It all began in 1971 with a smooth California sound that was part country, part rock, and an antidote to the turmoil of the late 60's. Their debut album produced three of their many hits.
Thirty-six years later, Glenn Frey and the Eagles look different, but they still sound the same. And fans line up to pay hundreds of dollars for their rare three-hour concerts.
Asked why he thinks the band is still so popular, Frey tells Kroft, "Take It Easy, Witchy Woman, Peaceful Easy Feeling, Desperado, Tequila Sunrise, Already Gone, Best of My Love, One of These Nights, Lying Eyes, Take It to the Limit, Hotel California, Life in the Fast Lane, New Kid in Town, I Can't Tell You Why, The Long Run, Heartache Tonight."
"It was important for you guys to come up with new material and not just go out and play the old songs?" Kroft asks.
"Well weren't gonna, we were gonna be done. We'd been the guardians of the Eagles legacy for some time now and I wouldn't wanna have it end - you know you're just sort of doing a caricature of yourself, your just doing a tribute to yourself. We either had to fold our tent or make a record. And fortunately, and I'm so glad we did, we decided to make a record," Frey says.
There are 20 new songs crafted to fit with their body of work, and they feel comfortable and familiar. In Los Angeles, they were still learning how to play them in a drill they call the "circle of fear."
Why is it called the circle of fear?
Says Frey, "There's nowhere to hide. You like to kinda come out here and see that everybody's got it and we're all, you know, singing the right things."
"And to do that it's repetition. You have to do it over and over and over," Schmit explains.
"Yeah, just 'cause you wrote 'em don't mean you can play 'em," Walsh adds, laughing.
Over the years, most of the writing has been done by Henley and Frey, but all of them have made their contributions
"We've been through probably every trip a band can go through. And what is left now is working at our craft," Walsh tells Kroft.
By the time legendary guitarist Joe Walsh joined the band in the mid 1970's, the Eagles were already flying in private jets, with more than enough money to indulge all of their appetites, at a time when sex couldn't kill, and getting high was considered expanding your consciousness. Walsh gave them a harder edge -- less country, more rock, and he contributed a guitar riff that seemed to sum up their circumstances.
"We were just setting up to rehearse, you know, we hear this," Frey says, singing a riff. "And we go, 'Hey, that's a song. That's a song. Save that. Save that, man.' So then we actually started jammin' on it."
In some ways, "Life in the Fast Lane" would become their musical epitaph, written at the zenith of their career, part of a rock masterpiece so successful it would lead to their undoing.
"Hotel California," Kroft remarks. "Everybody wants to know what the song means."
"I know, it's so boring," Henley tells Kroft. "It's basically a song about the dark underbelly of the American dream, and about excess in America which is something we knew a lot about."
□ □ □ □ □
# Given problem
Transcribe the part of the Eagles excerpt above that opens with the words containing "It all began" and closes with "their many hits.".

# Data provided
□ □ □ □ □
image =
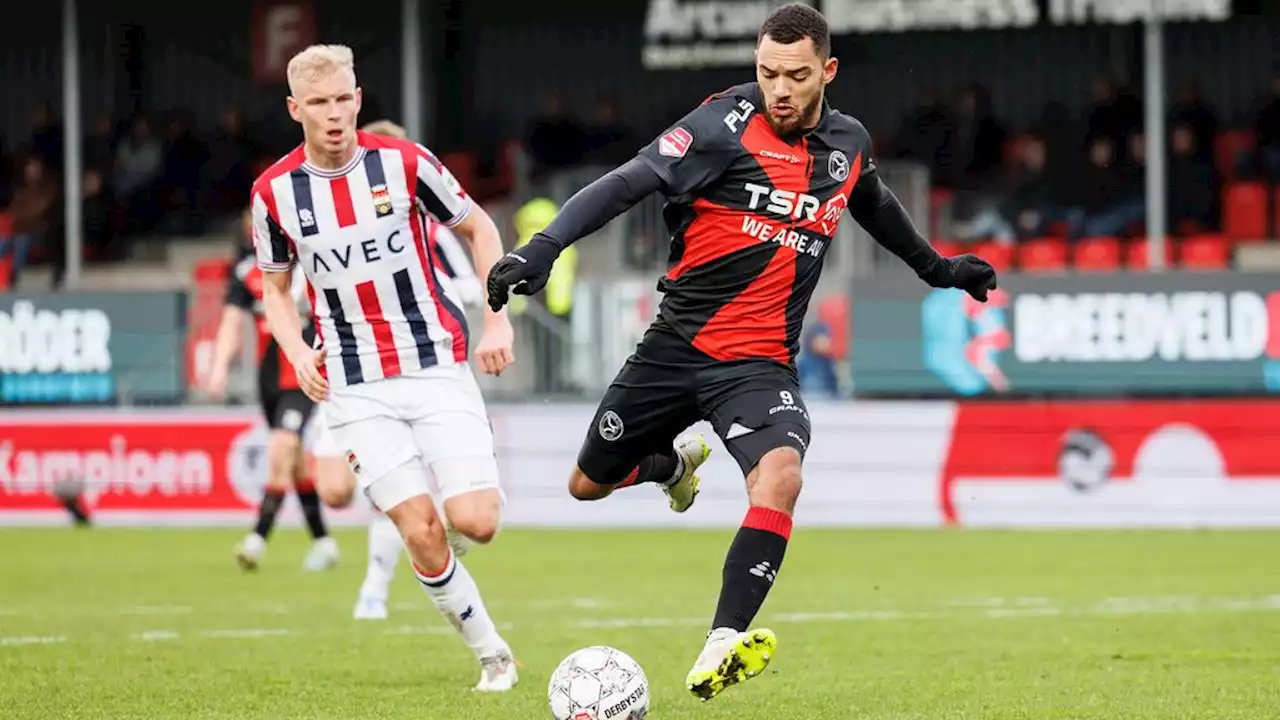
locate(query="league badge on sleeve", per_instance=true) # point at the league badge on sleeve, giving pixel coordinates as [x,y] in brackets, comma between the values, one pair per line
□ □ □ □ □
# Correct result
It all began in 1971 with a smooth California sound that was part country, part rock, and an antidote to the turmoil of the late 60's. Their debut album produced three of their many hits.